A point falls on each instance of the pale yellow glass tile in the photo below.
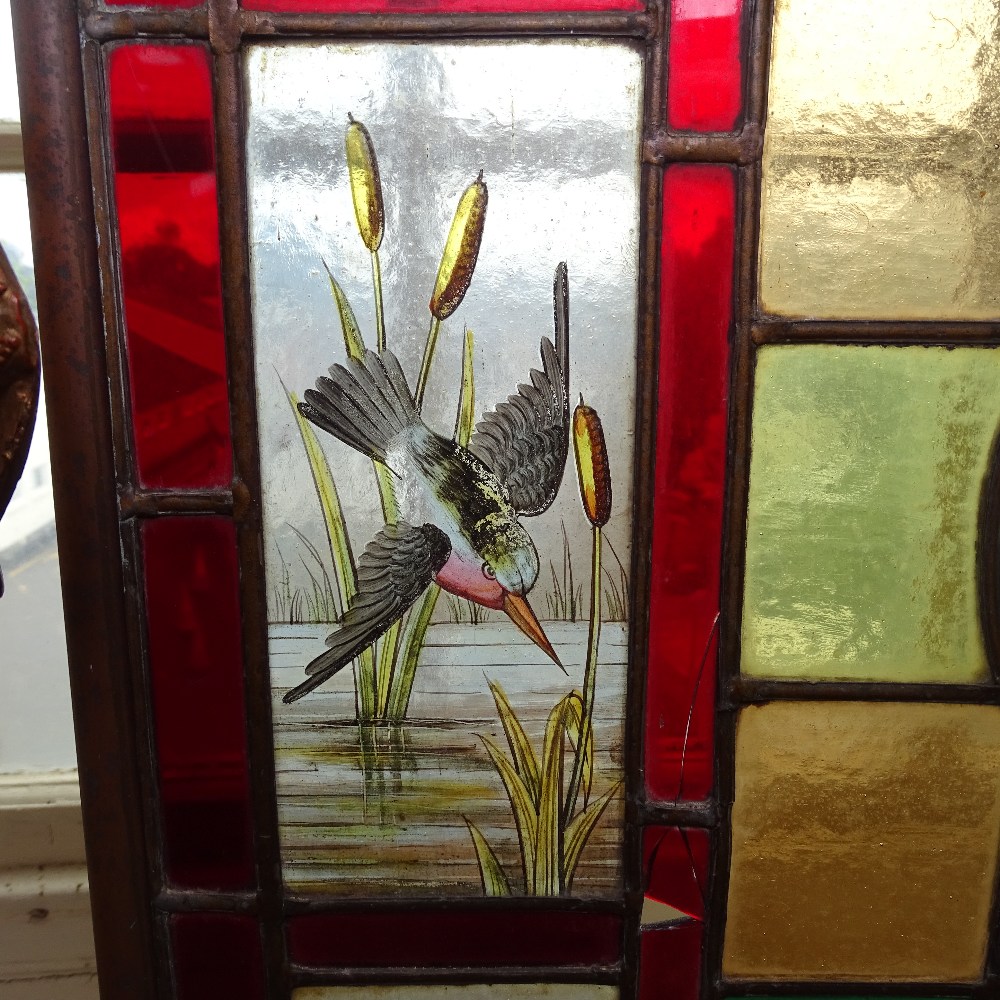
(880, 192)
(864, 841)
(866, 472)
(478, 991)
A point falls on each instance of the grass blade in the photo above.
(574, 727)
(411, 646)
(548, 837)
(388, 649)
(578, 833)
(521, 750)
(525, 817)
(465, 419)
(494, 878)
(353, 340)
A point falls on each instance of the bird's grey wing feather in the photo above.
(393, 572)
(525, 440)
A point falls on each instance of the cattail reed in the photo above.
(461, 250)
(458, 263)
(594, 473)
(366, 186)
(366, 192)
(592, 466)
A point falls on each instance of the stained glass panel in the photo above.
(865, 485)
(165, 191)
(464, 687)
(865, 841)
(879, 194)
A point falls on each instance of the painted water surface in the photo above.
(447, 516)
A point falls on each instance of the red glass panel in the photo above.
(704, 87)
(699, 206)
(216, 955)
(442, 938)
(196, 665)
(445, 6)
(165, 188)
(670, 963)
(675, 867)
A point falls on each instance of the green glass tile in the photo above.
(866, 472)
(864, 841)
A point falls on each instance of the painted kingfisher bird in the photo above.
(459, 507)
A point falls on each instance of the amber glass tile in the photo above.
(880, 194)
(866, 473)
(864, 841)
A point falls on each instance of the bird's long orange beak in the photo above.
(524, 618)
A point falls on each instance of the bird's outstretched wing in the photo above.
(393, 572)
(524, 441)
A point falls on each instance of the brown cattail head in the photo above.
(366, 185)
(461, 250)
(592, 465)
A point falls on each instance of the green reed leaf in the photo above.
(523, 808)
(521, 750)
(578, 833)
(465, 419)
(353, 340)
(574, 726)
(548, 837)
(494, 878)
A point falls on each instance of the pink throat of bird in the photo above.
(465, 580)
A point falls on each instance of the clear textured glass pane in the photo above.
(864, 841)
(165, 189)
(36, 723)
(408, 808)
(880, 197)
(865, 483)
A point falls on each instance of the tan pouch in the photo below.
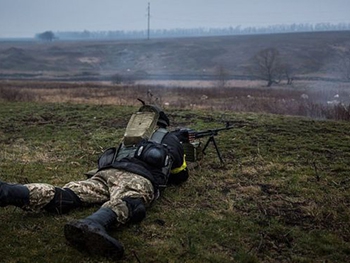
(140, 126)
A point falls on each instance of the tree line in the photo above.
(183, 32)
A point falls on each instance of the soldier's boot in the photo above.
(137, 210)
(13, 194)
(90, 234)
(63, 201)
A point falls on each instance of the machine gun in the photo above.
(192, 145)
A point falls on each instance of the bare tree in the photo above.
(222, 76)
(267, 66)
(288, 71)
(344, 65)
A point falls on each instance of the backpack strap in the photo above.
(159, 135)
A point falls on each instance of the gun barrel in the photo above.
(210, 132)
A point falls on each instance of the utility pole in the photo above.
(149, 20)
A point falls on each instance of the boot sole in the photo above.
(86, 237)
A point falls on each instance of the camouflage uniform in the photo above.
(106, 187)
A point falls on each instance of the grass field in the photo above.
(281, 196)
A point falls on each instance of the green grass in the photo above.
(281, 196)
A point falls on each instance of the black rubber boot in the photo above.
(13, 194)
(137, 210)
(90, 234)
(63, 201)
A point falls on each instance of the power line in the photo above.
(149, 20)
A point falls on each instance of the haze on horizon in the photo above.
(25, 18)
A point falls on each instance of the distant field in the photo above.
(309, 55)
(315, 99)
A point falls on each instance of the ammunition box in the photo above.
(140, 126)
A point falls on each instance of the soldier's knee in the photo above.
(63, 201)
(137, 210)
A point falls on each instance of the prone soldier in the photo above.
(128, 179)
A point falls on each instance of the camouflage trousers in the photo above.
(106, 187)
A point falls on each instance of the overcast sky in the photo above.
(25, 18)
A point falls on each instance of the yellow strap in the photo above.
(181, 168)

^^^^

(TASK INSTRUCTIONS):
Print the material word for word without images.

(EXERCISE OUTPUT):
A point falls on each instance of the pale yellow glass tile in the photo below.
(880, 192)
(864, 841)
(866, 472)
(478, 991)
A point falls on each instance of the grass blade in the photo above.
(574, 727)
(411, 646)
(548, 837)
(388, 649)
(578, 833)
(521, 750)
(525, 817)
(465, 419)
(494, 878)
(353, 340)
A point falls on each instance of the bird's grey wing feather in the photo above.
(393, 572)
(525, 440)
A point falls on each instance of the cattail reed in the photo above.
(461, 250)
(458, 263)
(594, 473)
(366, 186)
(366, 192)
(592, 466)
A point falls on each instance of the stained glass panel in the photo above.
(865, 485)
(165, 191)
(464, 687)
(865, 841)
(879, 194)
A point falls on each instance of the painted water surface in the photo above.
(447, 516)
A point falls on each instance of the red glass panel in the photo above.
(704, 87)
(699, 206)
(216, 955)
(442, 938)
(196, 665)
(445, 6)
(165, 188)
(670, 963)
(675, 867)
A point falls on each instance of the green glass tile in the photo above.
(866, 472)
(864, 841)
A point falls on each instance of the painted kingfisher bird in the photo above.
(459, 507)
A point falls on each instance of the amber glass tile in the photo above.
(880, 194)
(866, 473)
(864, 841)
A point falls on each instance of the bird's long orange beak in the photo above.
(524, 618)
A point falls on each instance of the bird's outstretched wing in the photo above.
(393, 572)
(524, 441)
A point falls on each instance of the brown cattail head in the photo above.
(366, 185)
(461, 250)
(592, 465)
A point falls on each instance of the green reed leaf in the photo above.
(523, 808)
(521, 750)
(578, 833)
(465, 419)
(353, 340)
(574, 726)
(548, 837)
(494, 878)
A point falls on each instance of the pink throat of bird in the photo above.
(465, 580)
A point falls on each instance of the clear textured glass pane in the photo above.
(864, 841)
(165, 189)
(36, 723)
(408, 808)
(880, 197)
(865, 483)
A point falls on each instance of the tan pouch in the photo below.
(140, 126)
A point falls on each instance of the tree line in the photo above.
(183, 32)
A point falls on each instance of the soldier's boot in the photo above.
(137, 210)
(13, 194)
(90, 234)
(63, 201)
A point falls on each instance of the machine gun in the photo above.
(192, 145)
A point falls on each instance of the bare tree in the photo above.
(222, 76)
(267, 66)
(288, 71)
(344, 65)
A point falls on each instance of the backpack strap in the photo above.
(159, 135)
A point falls on each instance of the gun barrel in the photo above.
(210, 132)
A point falls on each instance of the utility pole in the photo above.
(149, 20)
A point falls on each instance of the boot sole in the photo above.
(86, 237)
A point falls on each instance of the camouflage uniform in the photo above.
(106, 187)
A point falls on each instance of the grass field in the photo above.
(281, 196)
A point falls on each instance of the green grass in the photo above.
(281, 196)
A point falls on each instance of the black rubber boot in the photo above.
(13, 194)
(137, 210)
(90, 234)
(63, 201)
A point falls on each instance of the power line in the photo above.
(149, 20)
A point falls on each instance of the haze on horizon in the photo above.
(25, 18)
A point falls on each instance of the distant field in the photo above.
(309, 55)
(315, 99)
A point falls on each instance of the ammunition box in the photo above.
(140, 126)
A point falls on each instance of the soldier's knee in the photo above.
(63, 201)
(137, 210)
A point falls on each instance of the prone soldier in the photo above.
(128, 179)
A point falls on each instance of the camouflage trousers in the photo above.
(106, 187)
A point falls on each instance of the overcast sky in the photo above.
(25, 18)
A point falls on each instance of the yellow strap in the photo above.
(181, 168)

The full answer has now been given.